WHAT YOU HAVE TO DO | Copy word for word the part of the off-camera flash forum thread below that opens with the words containing "Does anyone have" and closes with "want to achieve.".

PROVIDED PASSAGE |

Its all manual stuff for me, off camera flash will be for motorsport action - sandwiching riders between a pair of flashes either side of the track.

Works lovely when you get it right!

Think the Skyports are the way forward, CLS might be for just some crazy fun around the pitlane :D
 
Does anyone have any links to actual images or graphics on basic off camera flash set ups, for absolute beginners? For example, a couple of flashes on stands, maybe an umbrella, and camera of course, shooting something simple, a still life for example, to give an idea of positioning and the like? Something to start from before you then start getting creative?
 
Hacker did something about lighting set-ups some time ago - think it might be in the tutorials section maybe.

I'm of the thinking that lighting set-ups really are down to experimenting. You're 'standard' set-up of two lights set at 45 degrees to the subject and a flash on the background is a good starting point but a lot of it's dictated by flash output power and how big the space you have to light is. This is what I look at when positioning lights and the distances away.

It's very much about what you want to achieve.

This is basically one light on the right of the subject with a light facing the oppsite direction from the left that's aimed at the backdrop. It was ages ago but I vaguely remember the rear light being just a stop or so more powerful than the subject light so I got the white background without totally losing the gradient.

DATA SECTION |
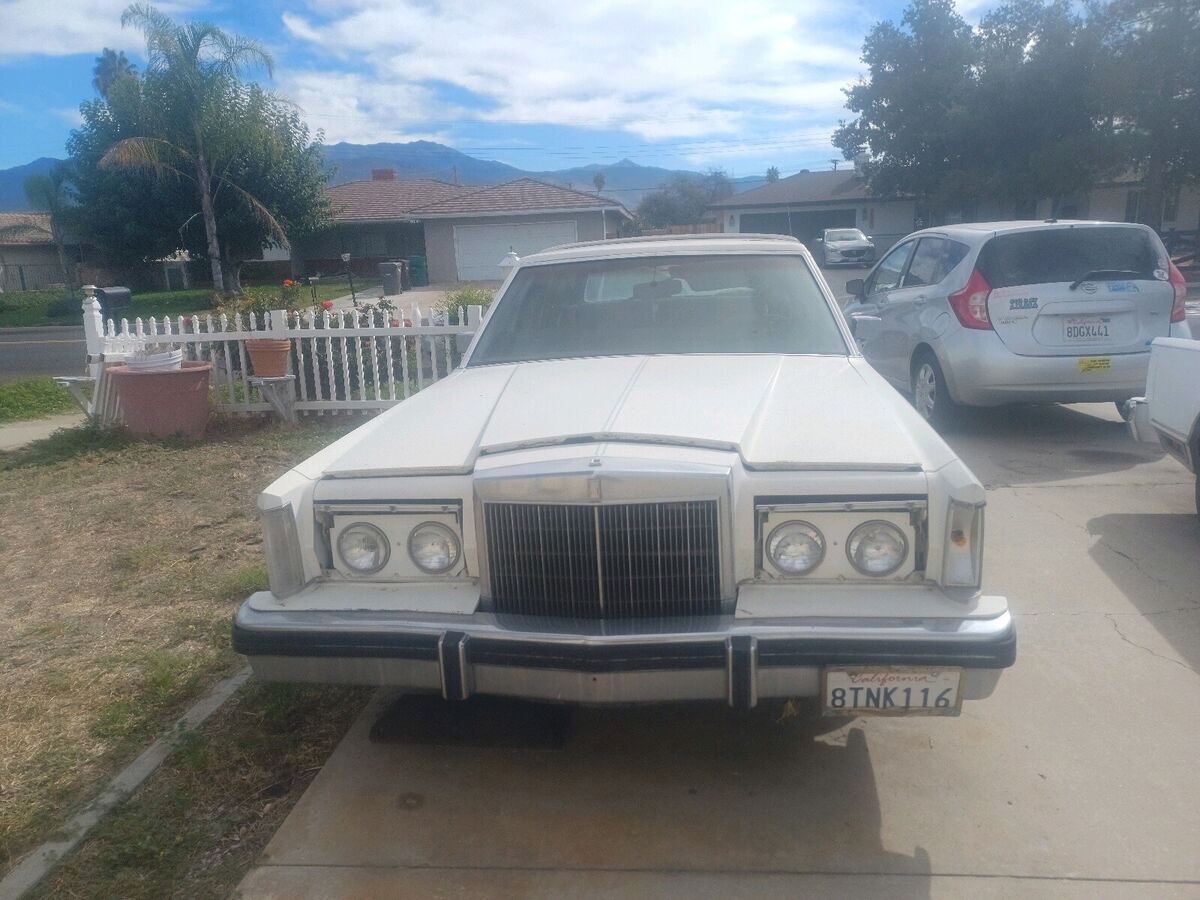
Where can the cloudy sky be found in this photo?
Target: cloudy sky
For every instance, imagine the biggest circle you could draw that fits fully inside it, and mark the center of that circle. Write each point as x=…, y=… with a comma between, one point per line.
x=540, y=84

ANSWER FOR THIS EXERCISE |
Does anyone have any links to actual images or graphics on basic off camera flash set ups, for absolute beginners? For example, a couple of flashes on stands, maybe an umbrella, and camera of course, shooting something simple, a still life for example, to give an idea of positioning and the like? Something to start from before you then start getting creative?
 
Hacker did something about lighting set-ups some time ago - think it might be in the tutorials section maybe.

I'm of the thinking that lighting set-ups really are down to experimenting. You're 'standard' set-up of two lights set at 45 degrees to the subject and a flash on the background is a good starting point but a lot of it's dictated by flash output power and how big the space you have to light is. This is what I look at when positioning lights and the distances away.

It's very much about what you want to achieve.